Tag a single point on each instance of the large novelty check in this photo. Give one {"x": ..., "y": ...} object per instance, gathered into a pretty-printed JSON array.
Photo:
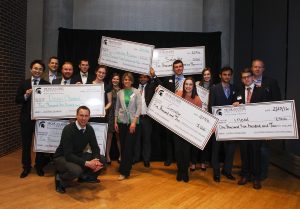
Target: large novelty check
[
  {"x": 193, "y": 59},
  {"x": 61, "y": 101},
  {"x": 126, "y": 55},
  {"x": 182, "y": 117},
  {"x": 257, "y": 121},
  {"x": 48, "y": 134}
]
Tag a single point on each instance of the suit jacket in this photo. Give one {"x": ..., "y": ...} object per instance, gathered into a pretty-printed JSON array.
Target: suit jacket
[
  {"x": 258, "y": 95},
  {"x": 45, "y": 75},
  {"x": 134, "y": 108},
  {"x": 58, "y": 81},
  {"x": 217, "y": 96},
  {"x": 271, "y": 88},
  {"x": 26, "y": 104},
  {"x": 77, "y": 78}
]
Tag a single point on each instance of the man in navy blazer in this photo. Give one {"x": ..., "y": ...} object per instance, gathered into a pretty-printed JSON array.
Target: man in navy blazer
[
  {"x": 219, "y": 95},
  {"x": 272, "y": 92},
  {"x": 250, "y": 149},
  {"x": 23, "y": 97},
  {"x": 67, "y": 73}
]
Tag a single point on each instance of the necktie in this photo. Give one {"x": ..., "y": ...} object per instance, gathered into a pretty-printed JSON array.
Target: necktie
[
  {"x": 249, "y": 94},
  {"x": 227, "y": 92},
  {"x": 176, "y": 84}
]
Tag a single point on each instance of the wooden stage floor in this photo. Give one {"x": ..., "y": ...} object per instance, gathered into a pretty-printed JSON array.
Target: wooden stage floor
[{"x": 155, "y": 187}]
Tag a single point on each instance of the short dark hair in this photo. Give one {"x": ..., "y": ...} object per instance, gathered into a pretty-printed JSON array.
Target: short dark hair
[
  {"x": 83, "y": 108},
  {"x": 37, "y": 62},
  {"x": 101, "y": 66},
  {"x": 53, "y": 57},
  {"x": 226, "y": 68},
  {"x": 246, "y": 70},
  {"x": 194, "y": 91},
  {"x": 177, "y": 62}
]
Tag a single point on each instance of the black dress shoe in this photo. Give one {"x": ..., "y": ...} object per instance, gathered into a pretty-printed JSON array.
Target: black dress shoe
[
  {"x": 167, "y": 163},
  {"x": 40, "y": 172},
  {"x": 185, "y": 177},
  {"x": 25, "y": 172},
  {"x": 147, "y": 164},
  {"x": 243, "y": 181},
  {"x": 228, "y": 175},
  {"x": 216, "y": 178},
  {"x": 179, "y": 177},
  {"x": 256, "y": 184},
  {"x": 59, "y": 187},
  {"x": 88, "y": 179}
]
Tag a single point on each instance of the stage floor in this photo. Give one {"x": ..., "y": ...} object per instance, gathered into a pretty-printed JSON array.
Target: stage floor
[{"x": 154, "y": 187}]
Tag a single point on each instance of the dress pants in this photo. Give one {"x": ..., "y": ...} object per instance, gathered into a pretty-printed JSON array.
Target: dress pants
[
  {"x": 27, "y": 130},
  {"x": 127, "y": 146},
  {"x": 143, "y": 139},
  {"x": 250, "y": 157},
  {"x": 68, "y": 170},
  {"x": 229, "y": 147},
  {"x": 182, "y": 154}
]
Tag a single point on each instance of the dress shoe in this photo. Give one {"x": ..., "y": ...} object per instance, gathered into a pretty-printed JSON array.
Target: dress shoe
[
  {"x": 88, "y": 179},
  {"x": 256, "y": 184},
  {"x": 243, "y": 181},
  {"x": 216, "y": 178},
  {"x": 25, "y": 172},
  {"x": 121, "y": 177},
  {"x": 228, "y": 175},
  {"x": 179, "y": 177},
  {"x": 40, "y": 172},
  {"x": 167, "y": 163},
  {"x": 185, "y": 177},
  {"x": 59, "y": 187},
  {"x": 147, "y": 164}
]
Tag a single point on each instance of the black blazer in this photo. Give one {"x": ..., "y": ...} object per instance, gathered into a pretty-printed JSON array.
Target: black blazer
[
  {"x": 217, "y": 96},
  {"x": 271, "y": 88},
  {"x": 58, "y": 81},
  {"x": 258, "y": 95},
  {"x": 26, "y": 105},
  {"x": 77, "y": 78}
]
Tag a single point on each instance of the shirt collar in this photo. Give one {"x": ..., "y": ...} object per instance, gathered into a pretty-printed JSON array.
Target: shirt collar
[{"x": 78, "y": 126}]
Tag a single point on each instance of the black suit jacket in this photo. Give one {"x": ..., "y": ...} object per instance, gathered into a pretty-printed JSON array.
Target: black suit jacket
[
  {"x": 217, "y": 96},
  {"x": 258, "y": 95},
  {"x": 58, "y": 81},
  {"x": 77, "y": 78},
  {"x": 26, "y": 104},
  {"x": 271, "y": 88}
]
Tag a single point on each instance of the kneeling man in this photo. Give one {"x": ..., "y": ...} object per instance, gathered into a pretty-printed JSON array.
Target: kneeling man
[{"x": 71, "y": 159}]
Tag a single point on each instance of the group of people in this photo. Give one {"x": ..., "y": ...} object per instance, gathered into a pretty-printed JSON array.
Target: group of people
[{"x": 78, "y": 154}]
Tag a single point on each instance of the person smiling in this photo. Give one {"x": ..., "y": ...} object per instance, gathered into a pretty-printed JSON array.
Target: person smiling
[
  {"x": 127, "y": 111},
  {"x": 182, "y": 147}
]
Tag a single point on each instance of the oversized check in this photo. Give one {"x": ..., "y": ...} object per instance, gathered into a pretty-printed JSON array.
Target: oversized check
[
  {"x": 48, "y": 134},
  {"x": 126, "y": 55},
  {"x": 257, "y": 121},
  {"x": 203, "y": 93},
  {"x": 182, "y": 117},
  {"x": 62, "y": 101},
  {"x": 193, "y": 59}
]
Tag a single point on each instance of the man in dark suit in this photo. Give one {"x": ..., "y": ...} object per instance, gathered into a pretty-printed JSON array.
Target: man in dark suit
[
  {"x": 273, "y": 94},
  {"x": 52, "y": 72},
  {"x": 143, "y": 142},
  {"x": 250, "y": 149},
  {"x": 84, "y": 76},
  {"x": 67, "y": 73},
  {"x": 222, "y": 94},
  {"x": 23, "y": 97}
]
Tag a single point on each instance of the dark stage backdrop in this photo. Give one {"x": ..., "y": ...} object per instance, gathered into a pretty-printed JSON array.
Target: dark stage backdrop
[{"x": 74, "y": 45}]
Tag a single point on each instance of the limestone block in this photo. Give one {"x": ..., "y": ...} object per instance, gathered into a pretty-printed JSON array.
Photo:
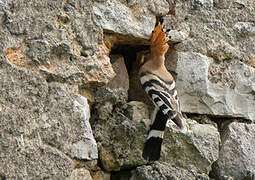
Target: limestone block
[{"x": 237, "y": 157}]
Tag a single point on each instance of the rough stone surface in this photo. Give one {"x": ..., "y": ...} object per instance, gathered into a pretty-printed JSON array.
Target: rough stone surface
[
  {"x": 52, "y": 51},
  {"x": 237, "y": 157},
  {"x": 114, "y": 125},
  {"x": 201, "y": 91},
  {"x": 197, "y": 147},
  {"x": 137, "y": 22},
  {"x": 121, "y": 79},
  {"x": 164, "y": 171},
  {"x": 80, "y": 174}
]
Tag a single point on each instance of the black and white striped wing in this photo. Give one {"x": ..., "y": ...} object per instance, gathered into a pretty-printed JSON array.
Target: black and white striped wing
[{"x": 163, "y": 94}]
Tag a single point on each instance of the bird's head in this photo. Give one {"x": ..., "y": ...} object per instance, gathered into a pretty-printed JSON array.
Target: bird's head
[{"x": 159, "y": 40}]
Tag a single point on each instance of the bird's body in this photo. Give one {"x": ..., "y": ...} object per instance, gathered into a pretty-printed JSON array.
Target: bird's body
[{"x": 159, "y": 84}]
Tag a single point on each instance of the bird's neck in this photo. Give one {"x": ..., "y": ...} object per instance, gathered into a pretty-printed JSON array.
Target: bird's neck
[{"x": 158, "y": 59}]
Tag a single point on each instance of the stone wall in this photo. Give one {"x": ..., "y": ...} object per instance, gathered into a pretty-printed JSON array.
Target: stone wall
[{"x": 71, "y": 106}]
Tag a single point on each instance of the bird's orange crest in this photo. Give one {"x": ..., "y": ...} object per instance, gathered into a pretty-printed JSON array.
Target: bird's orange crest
[{"x": 159, "y": 39}]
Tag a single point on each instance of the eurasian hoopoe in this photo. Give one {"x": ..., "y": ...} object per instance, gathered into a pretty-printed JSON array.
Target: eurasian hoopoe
[{"x": 159, "y": 84}]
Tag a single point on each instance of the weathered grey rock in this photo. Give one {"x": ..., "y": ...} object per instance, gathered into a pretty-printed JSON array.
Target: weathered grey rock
[
  {"x": 121, "y": 79},
  {"x": 87, "y": 148},
  {"x": 40, "y": 121},
  {"x": 164, "y": 171},
  {"x": 203, "y": 3},
  {"x": 178, "y": 36},
  {"x": 237, "y": 157},
  {"x": 115, "y": 126},
  {"x": 117, "y": 17},
  {"x": 197, "y": 147},
  {"x": 101, "y": 175},
  {"x": 245, "y": 28},
  {"x": 80, "y": 174},
  {"x": 56, "y": 43},
  {"x": 231, "y": 97}
]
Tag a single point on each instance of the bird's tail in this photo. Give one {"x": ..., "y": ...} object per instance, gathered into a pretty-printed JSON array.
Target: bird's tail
[
  {"x": 154, "y": 140},
  {"x": 159, "y": 39}
]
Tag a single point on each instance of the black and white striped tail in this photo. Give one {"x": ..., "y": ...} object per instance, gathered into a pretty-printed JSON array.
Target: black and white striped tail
[{"x": 154, "y": 140}]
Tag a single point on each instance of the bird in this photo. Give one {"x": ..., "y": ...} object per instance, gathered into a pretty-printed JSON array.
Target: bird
[{"x": 159, "y": 84}]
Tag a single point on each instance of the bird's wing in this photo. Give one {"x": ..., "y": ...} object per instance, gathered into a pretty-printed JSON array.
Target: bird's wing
[{"x": 163, "y": 94}]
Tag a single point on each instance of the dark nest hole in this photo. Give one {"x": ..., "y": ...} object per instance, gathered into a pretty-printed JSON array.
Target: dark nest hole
[
  {"x": 132, "y": 55},
  {"x": 129, "y": 52}
]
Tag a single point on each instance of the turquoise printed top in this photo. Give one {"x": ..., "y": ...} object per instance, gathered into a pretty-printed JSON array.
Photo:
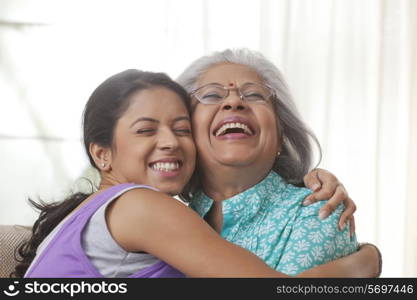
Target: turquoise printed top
[{"x": 270, "y": 220}]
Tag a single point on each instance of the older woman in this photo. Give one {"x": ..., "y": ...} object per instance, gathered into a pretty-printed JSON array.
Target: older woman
[{"x": 253, "y": 152}]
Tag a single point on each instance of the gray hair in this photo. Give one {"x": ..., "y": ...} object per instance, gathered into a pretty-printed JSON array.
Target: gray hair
[{"x": 296, "y": 155}]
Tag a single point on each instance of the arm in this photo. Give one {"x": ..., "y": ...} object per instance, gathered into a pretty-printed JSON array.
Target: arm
[
  {"x": 326, "y": 186},
  {"x": 145, "y": 220},
  {"x": 365, "y": 263}
]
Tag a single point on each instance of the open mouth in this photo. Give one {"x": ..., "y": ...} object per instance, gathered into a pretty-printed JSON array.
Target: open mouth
[
  {"x": 162, "y": 166},
  {"x": 233, "y": 127}
]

- - - -

What you are asked to do
Look above for the line containing "Tag a single point on each instance of the bird in"; output that line and all lines after it through the last one exactly, without the pictures.

Finished exercise
Tag a single point on each instance of the bird in this photo. Give one {"x": ..., "y": ...} object per instance, gathered into a pretty-printed JSON array.
Target: bird
[{"x": 159, "y": 84}]
Tag a single point on each instance of the bird's wing in this photo. Give one {"x": ..., "y": ...} object per instance, gathered into a pretty-printed JSON array.
Target: bird's wing
[{"x": 163, "y": 94}]
Tag a single point on each instance of the dark nest hole in this photo. Give one {"x": ..., "y": ...} object per instance, gathered into a pretty-printed JSON array.
Target: dark nest hole
[
  {"x": 132, "y": 55},
  {"x": 129, "y": 52}
]
Tag a single point on each instance of the turquoise printed top in this photo. Give one {"x": ..., "y": ...} object per instance, gathered into a pretty-printed JSON array.
Photo:
Target: turquoise printed top
[{"x": 270, "y": 220}]
Tag a single point on each instance of the older woman in this photo. Give one {"x": ..., "y": ...} object per instance, gathered into a pretty-printed JSON array.
Target: older woman
[{"x": 253, "y": 152}]
Tag a single point on each instance of the gray hair in this photo. Give one {"x": ..., "y": ...} object per instance, gathered into a pretty-printed JSON array.
Target: gray hair
[{"x": 296, "y": 155}]
Tag a single point on each instance of the arm in this photo. Give one {"x": ..., "y": ...} object per instance, gathered into a pretty-printed JSON array.
Target: arm
[
  {"x": 326, "y": 186},
  {"x": 145, "y": 220},
  {"x": 365, "y": 263}
]
Tag a single point on each instance of the open mouth in this photo. Give one {"x": ..., "y": ...} object per instance, gathered into a pretty-printed JSON array.
Target: open mouth
[
  {"x": 162, "y": 166},
  {"x": 233, "y": 127}
]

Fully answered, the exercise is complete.